This is another examination appeal.
The claims were directed at a plasma torch for spectrochemical analysis.
On August 18, 2009, the Examining Division (ED) issued a communication pursuant to A 94(3) according to which most claims lacked novelty. In response, the applicant amended the claims (February 24, 2010).
A first telephone consultation took place on March 15, 2010, wherein the Examiner suggested certain further amendments of claim 1.
On May 27, 2010, the applicant filed amended claims; the amendments, however, did not correspond to what the Examiner had suggested.
There was a second telephone consultation on June 9, 2010. The Examiner pointed out that claim 1 on file was now novel but still not inventive. In response to this consultation the applicant filed amended claims on July 12, 2010.
It is not clear from the file whether there was yet another telephone consultation, but on September 8, 2010, filed further amendments. In its letter the applicant mentions a request to delete dependent claims 2, 3, and 4 and provides arguments why the examiner should reconsider this request.
Claims 1 to 4 on file read:
1. A plasma torch (40) for introducing a sample into a plasma (17) produced in the torch for spectrochemical analysis of the sample, wherein the plasma torch is for 5 aerosol samples having relatively high salt concentrations, the plasma torch including a tube (25) for conveying a flow of a gas carrying the aerosol sample to a plasma (17) produced in the torch by an electromagnetic field, the tube (25) having an inlet (31) and an outlet (39) of smaller size than the inlet, and being shaped to deliver a substantially laminar flow of the aerosol-laden gas at the outlet for penetrating the plasma, wherein the tube (25) is tapered (27) along substantially its whole length such that its cross-sectional area gradually and smoothly reduces towards its outlet along said substantially whole length, the arrangement being such that the tube (25) is resistant to obstruction by salts deposited by the aerosol sample containing relatively high salt concentrations. (my emphasis)2. A torch (40) as claimed in claim 1 wherein the tube (25) is tapered (27) along its length for a distance that is at least five times the internal diameter of the inlet of the tube.3. A torch (40) as claimed in claim 2 wherein the tube (25) is tapered (27) along its length for a distance that is from five to ten times the internal diameter of the inlet tube.4. A torch (40) as claimed in any one of claims 1 to 3 wherein the tube (25) includes a parallel walled portion (29) extending to the outlet (39), wherein the tapered portion (27) of the tube smoothly blends into the parallel walled portion.
There was another (fourth?!) telephone consultation on October 13, 2010, wherein the Examiner insisted on the necessity to delete claims 2 to 4 in view of the amendment of claim 1.
On May 16, 2011, the Examiner called the applicant’s representative and informed him that the case was essentially suitable for issue of an intention to grant subject to deletion of claims 2 to 4. A communication pursuant to A 94(3) with a one-month time limit was sent shortly afterwards.
The applicant responded by refusing to delete claims 2 to 4. The request for oral proceedings was withdrawn and an appealable decision was requested.
The application was then refused on the ground of A 123(2); the applicant filed an appeal.

WRITTEN TASK 1:
Answer each question from the appeal summary:
(a) What kind of analysis was the claimed plasma torch meant for?
(b) On what date did the second telephone consultation take place?
(c) On what ground was the application refused?
WRITTEN TASK 2:
Decide whether each statement agrees with the appeal summary, and give yes or no with the words that settle it:
(a) The claims the applicant filed on May 27, 2010 followed the Examiner's suggestions.
(b) At the June 9, 2010 consultation, the Examiner considered claim 1 novel.
(c) The applicant agreed to delete claims 2 to 4.
WRITTEN TASK 3:
According to the appeal summary, why did the Examiner insist at the October 13, 2010 consultation that claims 2 to 4 be deleted?
The listing after this text is not needed for any of the work here.

DATA RECORDS:
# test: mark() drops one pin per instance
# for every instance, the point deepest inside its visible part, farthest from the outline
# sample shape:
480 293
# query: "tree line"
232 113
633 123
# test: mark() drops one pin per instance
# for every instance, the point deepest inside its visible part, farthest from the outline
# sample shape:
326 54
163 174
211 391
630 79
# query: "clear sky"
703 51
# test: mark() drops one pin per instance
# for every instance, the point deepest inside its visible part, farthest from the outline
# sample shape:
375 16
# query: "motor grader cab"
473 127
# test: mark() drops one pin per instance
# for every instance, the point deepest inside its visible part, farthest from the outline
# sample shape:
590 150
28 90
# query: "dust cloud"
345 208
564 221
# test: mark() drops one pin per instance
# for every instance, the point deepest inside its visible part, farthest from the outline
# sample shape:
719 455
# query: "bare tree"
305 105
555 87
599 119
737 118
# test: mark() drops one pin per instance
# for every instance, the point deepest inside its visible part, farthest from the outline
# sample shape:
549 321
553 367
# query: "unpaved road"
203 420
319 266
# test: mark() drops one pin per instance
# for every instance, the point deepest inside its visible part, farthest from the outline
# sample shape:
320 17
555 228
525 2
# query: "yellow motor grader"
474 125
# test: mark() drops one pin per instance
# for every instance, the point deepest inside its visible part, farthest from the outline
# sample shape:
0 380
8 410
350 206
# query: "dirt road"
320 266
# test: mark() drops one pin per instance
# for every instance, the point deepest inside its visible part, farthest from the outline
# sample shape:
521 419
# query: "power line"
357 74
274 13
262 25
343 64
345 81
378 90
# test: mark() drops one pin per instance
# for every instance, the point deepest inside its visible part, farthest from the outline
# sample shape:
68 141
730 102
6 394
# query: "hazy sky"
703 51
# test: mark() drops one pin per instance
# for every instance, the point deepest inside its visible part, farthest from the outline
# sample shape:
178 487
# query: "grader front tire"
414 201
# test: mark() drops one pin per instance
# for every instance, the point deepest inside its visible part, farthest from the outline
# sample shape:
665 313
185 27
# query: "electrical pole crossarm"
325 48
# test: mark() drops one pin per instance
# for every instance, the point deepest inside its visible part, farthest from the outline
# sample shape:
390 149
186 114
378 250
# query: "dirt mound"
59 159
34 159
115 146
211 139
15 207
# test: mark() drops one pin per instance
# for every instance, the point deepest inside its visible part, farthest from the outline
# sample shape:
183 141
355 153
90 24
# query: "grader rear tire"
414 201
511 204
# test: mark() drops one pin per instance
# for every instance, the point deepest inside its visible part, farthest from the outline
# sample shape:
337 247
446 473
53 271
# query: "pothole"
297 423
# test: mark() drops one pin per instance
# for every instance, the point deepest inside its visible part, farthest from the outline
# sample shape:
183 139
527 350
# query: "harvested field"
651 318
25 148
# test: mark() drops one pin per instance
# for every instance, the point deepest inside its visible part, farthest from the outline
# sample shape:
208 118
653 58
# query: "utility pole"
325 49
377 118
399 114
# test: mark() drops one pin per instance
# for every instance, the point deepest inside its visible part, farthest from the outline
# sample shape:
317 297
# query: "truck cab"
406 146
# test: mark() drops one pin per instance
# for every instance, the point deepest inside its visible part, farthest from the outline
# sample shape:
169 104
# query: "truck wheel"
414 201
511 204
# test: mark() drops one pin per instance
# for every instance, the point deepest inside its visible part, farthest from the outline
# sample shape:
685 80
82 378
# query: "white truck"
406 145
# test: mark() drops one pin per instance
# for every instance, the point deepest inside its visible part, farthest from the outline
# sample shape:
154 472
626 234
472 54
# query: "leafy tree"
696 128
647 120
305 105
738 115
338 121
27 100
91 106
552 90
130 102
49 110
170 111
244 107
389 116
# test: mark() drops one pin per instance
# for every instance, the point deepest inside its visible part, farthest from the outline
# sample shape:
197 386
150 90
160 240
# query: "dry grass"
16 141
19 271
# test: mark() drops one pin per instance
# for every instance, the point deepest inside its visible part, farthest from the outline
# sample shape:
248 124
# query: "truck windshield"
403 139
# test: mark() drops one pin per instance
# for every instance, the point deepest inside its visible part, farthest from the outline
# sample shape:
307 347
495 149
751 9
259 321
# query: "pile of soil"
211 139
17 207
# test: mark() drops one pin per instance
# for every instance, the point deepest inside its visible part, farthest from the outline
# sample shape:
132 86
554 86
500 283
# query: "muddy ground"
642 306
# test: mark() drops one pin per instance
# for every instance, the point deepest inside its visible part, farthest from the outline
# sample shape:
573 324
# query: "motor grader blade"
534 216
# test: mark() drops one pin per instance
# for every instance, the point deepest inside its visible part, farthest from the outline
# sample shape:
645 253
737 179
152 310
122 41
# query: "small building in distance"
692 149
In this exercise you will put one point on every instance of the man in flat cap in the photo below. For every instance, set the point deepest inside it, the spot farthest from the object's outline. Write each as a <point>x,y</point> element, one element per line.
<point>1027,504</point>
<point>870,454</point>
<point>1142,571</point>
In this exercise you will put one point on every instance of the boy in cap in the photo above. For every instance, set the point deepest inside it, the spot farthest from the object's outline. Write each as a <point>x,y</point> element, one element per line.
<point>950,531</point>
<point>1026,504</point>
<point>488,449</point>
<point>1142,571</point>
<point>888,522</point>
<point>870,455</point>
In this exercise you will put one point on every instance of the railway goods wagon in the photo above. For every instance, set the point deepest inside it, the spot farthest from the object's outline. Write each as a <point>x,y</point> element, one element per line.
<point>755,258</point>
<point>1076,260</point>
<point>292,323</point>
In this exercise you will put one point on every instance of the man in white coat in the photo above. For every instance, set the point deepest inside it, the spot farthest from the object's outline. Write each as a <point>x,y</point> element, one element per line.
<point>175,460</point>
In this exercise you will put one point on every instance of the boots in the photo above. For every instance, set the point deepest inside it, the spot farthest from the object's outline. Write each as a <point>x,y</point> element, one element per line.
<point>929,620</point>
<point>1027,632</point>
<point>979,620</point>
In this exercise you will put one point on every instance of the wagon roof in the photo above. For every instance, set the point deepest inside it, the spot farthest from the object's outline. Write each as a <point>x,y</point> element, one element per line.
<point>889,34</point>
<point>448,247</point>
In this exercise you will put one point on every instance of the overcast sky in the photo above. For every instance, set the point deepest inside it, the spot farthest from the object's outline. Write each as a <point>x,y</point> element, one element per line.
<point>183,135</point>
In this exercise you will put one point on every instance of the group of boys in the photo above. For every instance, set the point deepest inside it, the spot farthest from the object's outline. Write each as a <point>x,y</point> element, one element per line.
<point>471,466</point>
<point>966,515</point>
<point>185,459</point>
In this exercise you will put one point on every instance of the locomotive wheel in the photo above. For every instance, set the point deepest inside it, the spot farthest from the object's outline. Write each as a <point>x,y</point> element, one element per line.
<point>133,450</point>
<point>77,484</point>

PROBLEM SOLUTION 1:
(a) Spectrochemical analysis of the sample.
(b) June 9, 2010.
(c) A 123(2).

PROBLEM SOLUTION 2:
(a) No: "the amendments, however, did not correspond to what the Examiner had suggested."
(b) Yes: "The Examiner pointed out that claim 1 on file was now novel but still not inventive."
(c) No: "The applicant responded by refusing to delete claims 2 to 4."

PROBLEM SOLUTION 3:
The Examiner insisted on deleting claims 2 to 4 because of the amendment that had been made to claim 1.